§ **TEXT FOR ANALYSIS**

....

The monetary policy announcement is tomorrow. Considering the SBP’s forward guidance in the previous policy review, expect no change in the policy rate. Market rates have already priced in a 50-bps increase, as fiscal problems persist. The language in the policy statement and SBP’s views in the post analyst briefing session are important to anchoring market rates going forward.
The surveys conducted by CFA Society and Topline Securities are showing no-change expectations in March. Over 90 percent of participants from the CFA Survey expect no change in March while 54 percent expect no rate hike in May. The Topline Survey depicts show that 82 percent out of 118 participants expect no change while the rest are expecting an increase of 25-50 bps. Interestingly, in the previous poll during January, 75 percent were expecting status quo. The behavioral change is evident from the CFA poll too where in January, 10 percent were expecting a rate hike in March by 25-100 bps (7% were expecting a rate increase by 25-50 bps).
Between January and March, not only has inflation increased; market rates have also moved up. Despite this northward movement in market rates, a higher number of analysts are expecting status quo. This is perhaps due to the forward guidance given by SBP.

....

§ **Referring expression data based on photos**
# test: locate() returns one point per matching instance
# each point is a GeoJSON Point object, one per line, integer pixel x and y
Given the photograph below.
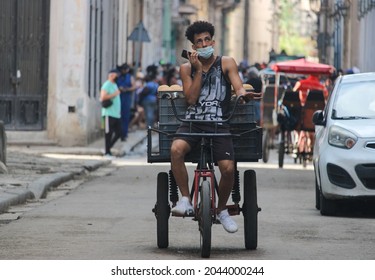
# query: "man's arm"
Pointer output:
{"type": "Point", "coordinates": [191, 86]}
{"type": "Point", "coordinates": [231, 69]}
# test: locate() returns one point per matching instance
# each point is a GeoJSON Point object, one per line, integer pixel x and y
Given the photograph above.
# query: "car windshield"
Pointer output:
{"type": "Point", "coordinates": [355, 101]}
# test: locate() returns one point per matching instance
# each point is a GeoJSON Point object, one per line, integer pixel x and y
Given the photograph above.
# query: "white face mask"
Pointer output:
{"type": "Point", "coordinates": [205, 52]}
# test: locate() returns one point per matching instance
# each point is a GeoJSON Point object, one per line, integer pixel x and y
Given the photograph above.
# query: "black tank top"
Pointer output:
{"type": "Point", "coordinates": [214, 100]}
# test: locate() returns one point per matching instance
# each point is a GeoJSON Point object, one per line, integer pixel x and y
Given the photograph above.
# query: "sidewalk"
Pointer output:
{"type": "Point", "coordinates": [34, 169]}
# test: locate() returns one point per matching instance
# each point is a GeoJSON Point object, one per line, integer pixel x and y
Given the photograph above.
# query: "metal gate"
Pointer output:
{"type": "Point", "coordinates": [24, 35]}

....

Print word for word the stretch of the article on the SBP policy review from "The monetary policy" through "rates going forward.". This material has no connection to the article on the SBP policy review.

§ **SOLUTION BELOW**
The monetary policy announcement is tomorrow. Considering the SBP’s forward guidance in the previous policy review, expect no change in the policy rate. Market rates have already priced in a 50-bps increase, as fiscal problems persist. The language in the policy statement and SBP’s views in the post analyst briefing session are important to anchoring market rates going forward.